Collection entries:
↓
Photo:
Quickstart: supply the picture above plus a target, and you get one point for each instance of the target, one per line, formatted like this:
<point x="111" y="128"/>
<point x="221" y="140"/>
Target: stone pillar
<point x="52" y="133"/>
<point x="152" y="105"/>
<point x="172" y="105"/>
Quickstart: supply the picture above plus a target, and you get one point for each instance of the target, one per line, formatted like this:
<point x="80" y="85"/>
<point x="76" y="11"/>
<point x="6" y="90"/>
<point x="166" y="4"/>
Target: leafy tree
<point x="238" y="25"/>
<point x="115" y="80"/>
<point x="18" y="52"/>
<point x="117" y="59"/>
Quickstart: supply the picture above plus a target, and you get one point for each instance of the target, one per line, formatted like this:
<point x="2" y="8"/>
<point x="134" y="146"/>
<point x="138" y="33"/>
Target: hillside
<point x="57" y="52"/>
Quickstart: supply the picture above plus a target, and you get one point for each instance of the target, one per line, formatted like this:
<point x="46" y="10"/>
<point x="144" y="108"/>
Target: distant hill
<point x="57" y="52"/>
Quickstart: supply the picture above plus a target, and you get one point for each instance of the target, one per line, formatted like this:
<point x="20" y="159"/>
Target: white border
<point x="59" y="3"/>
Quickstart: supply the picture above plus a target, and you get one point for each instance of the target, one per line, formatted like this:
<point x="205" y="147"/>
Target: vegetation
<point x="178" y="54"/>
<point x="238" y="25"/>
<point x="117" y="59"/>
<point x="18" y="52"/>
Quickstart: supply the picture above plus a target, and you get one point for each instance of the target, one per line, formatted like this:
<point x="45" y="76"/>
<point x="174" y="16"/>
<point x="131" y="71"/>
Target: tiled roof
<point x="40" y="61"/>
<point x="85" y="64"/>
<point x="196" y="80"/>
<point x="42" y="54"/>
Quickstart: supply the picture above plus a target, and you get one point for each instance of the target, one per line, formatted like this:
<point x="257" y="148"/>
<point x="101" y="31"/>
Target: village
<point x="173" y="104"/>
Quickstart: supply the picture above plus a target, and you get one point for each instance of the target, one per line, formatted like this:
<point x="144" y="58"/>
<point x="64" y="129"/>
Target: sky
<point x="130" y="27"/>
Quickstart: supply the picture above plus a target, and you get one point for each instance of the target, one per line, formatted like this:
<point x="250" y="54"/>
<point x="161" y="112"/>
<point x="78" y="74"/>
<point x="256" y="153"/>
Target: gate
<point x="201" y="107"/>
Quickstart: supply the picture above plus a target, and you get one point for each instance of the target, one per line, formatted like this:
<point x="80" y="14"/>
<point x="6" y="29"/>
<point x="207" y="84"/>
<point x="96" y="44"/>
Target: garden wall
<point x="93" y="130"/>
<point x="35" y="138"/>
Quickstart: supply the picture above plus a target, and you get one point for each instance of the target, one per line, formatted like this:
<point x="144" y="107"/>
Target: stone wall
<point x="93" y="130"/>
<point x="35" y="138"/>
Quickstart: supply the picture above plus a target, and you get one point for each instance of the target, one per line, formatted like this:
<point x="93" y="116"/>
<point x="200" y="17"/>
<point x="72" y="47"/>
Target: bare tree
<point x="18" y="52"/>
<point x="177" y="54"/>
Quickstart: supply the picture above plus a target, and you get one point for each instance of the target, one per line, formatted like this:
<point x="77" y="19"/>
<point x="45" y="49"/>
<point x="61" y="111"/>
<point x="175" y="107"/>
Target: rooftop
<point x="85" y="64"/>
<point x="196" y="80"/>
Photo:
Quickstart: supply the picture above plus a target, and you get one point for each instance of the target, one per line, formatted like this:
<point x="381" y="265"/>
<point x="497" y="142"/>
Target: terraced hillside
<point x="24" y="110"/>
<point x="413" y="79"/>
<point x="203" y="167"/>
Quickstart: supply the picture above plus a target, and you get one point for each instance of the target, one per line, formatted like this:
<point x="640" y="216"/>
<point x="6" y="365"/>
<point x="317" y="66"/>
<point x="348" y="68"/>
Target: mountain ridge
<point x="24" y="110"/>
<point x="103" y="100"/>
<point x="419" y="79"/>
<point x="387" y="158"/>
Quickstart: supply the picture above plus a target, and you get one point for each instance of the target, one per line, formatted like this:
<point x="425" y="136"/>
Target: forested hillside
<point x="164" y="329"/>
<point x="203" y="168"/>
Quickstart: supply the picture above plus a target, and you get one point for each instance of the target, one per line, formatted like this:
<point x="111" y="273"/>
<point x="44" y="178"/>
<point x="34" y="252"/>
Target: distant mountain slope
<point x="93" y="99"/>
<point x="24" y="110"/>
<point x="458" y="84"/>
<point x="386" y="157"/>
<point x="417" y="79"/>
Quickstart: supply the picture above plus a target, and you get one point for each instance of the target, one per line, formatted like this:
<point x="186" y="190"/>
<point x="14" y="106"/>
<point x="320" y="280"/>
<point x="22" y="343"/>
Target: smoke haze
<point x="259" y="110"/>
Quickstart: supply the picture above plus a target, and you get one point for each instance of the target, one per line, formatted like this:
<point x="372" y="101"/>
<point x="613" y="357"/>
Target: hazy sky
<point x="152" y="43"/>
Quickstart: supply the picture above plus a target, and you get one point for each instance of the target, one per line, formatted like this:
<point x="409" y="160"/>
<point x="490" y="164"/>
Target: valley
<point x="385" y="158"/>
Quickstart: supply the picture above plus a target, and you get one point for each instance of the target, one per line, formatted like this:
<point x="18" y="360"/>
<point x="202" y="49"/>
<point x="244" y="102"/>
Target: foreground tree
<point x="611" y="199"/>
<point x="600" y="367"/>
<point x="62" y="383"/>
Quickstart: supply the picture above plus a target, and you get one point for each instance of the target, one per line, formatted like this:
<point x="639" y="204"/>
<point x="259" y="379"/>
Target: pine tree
↑
• Assigned task
Nothing should be altered. Set down all the data again.

• Worked solution
Photo:
Quickstart: supply the picture above plus a target, and you get one point for each instance of the target, one per line, formatted like this:
<point x="111" y="128"/>
<point x="221" y="140"/>
Target: stone pillar
<point x="52" y="133"/>
<point x="152" y="105"/>
<point x="172" y="105"/>
Quickstart: supply the picture above plus a target, and you get one point for each instance of the target, one per line, formatted like this:
<point x="80" y="85"/>
<point x="76" y="11"/>
<point x="6" y="90"/>
<point x="166" y="4"/>
Target: leafy tree
<point x="238" y="25"/>
<point x="115" y="80"/>
<point x="18" y="52"/>
<point x="117" y="59"/>
Quickstart: supply the picture above plus a target, and you get one point for each instance of the target, one per line, formatted like this:
<point x="2" y="8"/>
<point x="134" y="146"/>
<point x="138" y="33"/>
Target: hillside
<point x="57" y="52"/>
Quickstart: supply the picture above plus a target, and you get one point for each instance of the target, one per line, formatted like this:
<point x="46" y="10"/>
<point x="144" y="108"/>
Target: distant hill
<point x="57" y="52"/>
Quickstart: supply the picture above plus a target, and you get one point for each instance of the target, one per line, formatted like this:
<point x="20" y="159"/>
Target: white border
<point x="59" y="3"/>
Quickstart: supply the picture above plus a target, and you get one point for each instance of the target, one per line, formatted like this:
<point x="205" y="147"/>
Target: vegetation
<point x="178" y="54"/>
<point x="238" y="25"/>
<point x="117" y="59"/>
<point x="18" y="52"/>
Quickstart: supply the picture above plus a target, and you get one point for each instance of the target, one per line, formatted like this:
<point x="45" y="76"/>
<point x="174" y="16"/>
<point x="131" y="71"/>
Target: tiled roof
<point x="40" y="61"/>
<point x="85" y="64"/>
<point x="196" y="80"/>
<point x="42" y="54"/>
Quickstart: supply the picture above plus a target, and you get one point for each instance of the target, one per line, formatted like this:
<point x="257" y="148"/>
<point x="101" y="31"/>
Target: village
<point x="173" y="104"/>
Quickstart: supply the picture above plus a target, and you get one point for each instance of the target, one per line, formatted like this:
<point x="144" y="58"/>
<point x="64" y="129"/>
Target: sky
<point x="130" y="27"/>
Quickstart: supply the picture above plus a target, and you get one point for each instance of the target, one per line, formatted like this:
<point x="250" y="54"/>
<point x="161" y="112"/>
<point x="78" y="74"/>
<point x="256" y="153"/>
Target: gate
<point x="201" y="107"/>
Quickstart: supply the picture above plus a target, and you get one point for each instance of the target, one per line, formatted like this:
<point x="80" y="14"/>
<point x="6" y="29"/>
<point x="207" y="84"/>
<point x="96" y="44"/>
Target: garden wall
<point x="93" y="130"/>
<point x="35" y="138"/>
Quickstart: supply the picture above plus a target, and you get one point for each instance of the target, one per line, formatted like this:
<point x="144" y="107"/>
Target: stone wall
<point x="93" y="130"/>
<point x="35" y="138"/>
Quickstart: supply the picture above plus a target, and you get one point for each instance of the target, one per line, formatted like this:
<point x="93" y="116"/>
<point x="200" y="17"/>
<point x="72" y="47"/>
Target: bare tree
<point x="18" y="52"/>
<point x="177" y="54"/>
Quickstart: supply the picture above plus a target, and you get one point for each instance of the target, one per line, formatted like this:
<point x="77" y="19"/>
<point x="45" y="49"/>
<point x="61" y="111"/>
<point x="175" y="107"/>
Target: rooftop
<point x="85" y="64"/>
<point x="196" y="80"/>
Photo:
Quickstart: supply the picture above plus a target, and you get one point for each instance of the target, one per line, formatted like this:
<point x="381" y="265"/>
<point x="497" y="142"/>
Target: terraced hillside
<point x="24" y="110"/>
<point x="413" y="79"/>
<point x="203" y="167"/>
Quickstart: supply the picture above plus a target, and you get one point for each instance of the target, one per line, formatted like this:
<point x="640" y="216"/>
<point x="6" y="365"/>
<point x="317" y="66"/>
<point x="348" y="68"/>
Target: mountain ridge
<point x="24" y="110"/>
<point x="103" y="100"/>
<point x="419" y="79"/>
<point x="387" y="158"/>
Quickstart: supply the picture above plus a target, and you get one point for each instance of the target, one per line, formatted like this:
<point x="425" y="136"/>
Target: forested hillside
<point x="164" y="329"/>
<point x="203" y="168"/>
Quickstart: supply the picture above plus a target, and you get one point for each instance of the target, one per line, formatted like this:
<point x="111" y="273"/>
<point x="44" y="178"/>
<point x="34" y="252"/>
Target: distant mountain slope
<point x="93" y="99"/>
<point x="24" y="110"/>
<point x="458" y="84"/>
<point x="386" y="157"/>
<point x="417" y="79"/>
Quickstart: supply the picture above plus a target, and you get one point for each instance of the target, one per line, formatted like this:
<point x="186" y="190"/>
<point x="14" y="106"/>
<point x="320" y="280"/>
<point x="22" y="343"/>
Target: smoke haze
<point x="259" y="110"/>
Quickstart: supply the picture above plus a target, and you get one point for each instance of the target, one per line, formatted like this:
<point x="372" y="101"/>
<point x="613" y="357"/>
Target: hazy sky
<point x="152" y="43"/>
Quickstart: supply the picture above plus a target, and you get one point for each instance of the target, one per line, formatted like this:
<point x="409" y="160"/>
<point x="490" y="164"/>
Target: valley
<point x="385" y="158"/>
Quickstart: supply the picture above plus a target, and you get one point for each instance of the target, one per line, formatted like this:
<point x="18" y="360"/>
<point x="202" y="49"/>
<point x="244" y="102"/>
Target: foreground tree
<point x="611" y="199"/>
<point x="600" y="367"/>
<point x="62" y="383"/>
Quickstart: supply the picture above plus a target, and you get one point for each instance of the target, one per line, formatted like this:
<point x="639" y="204"/>
<point x="259" y="379"/>
Target: pine tree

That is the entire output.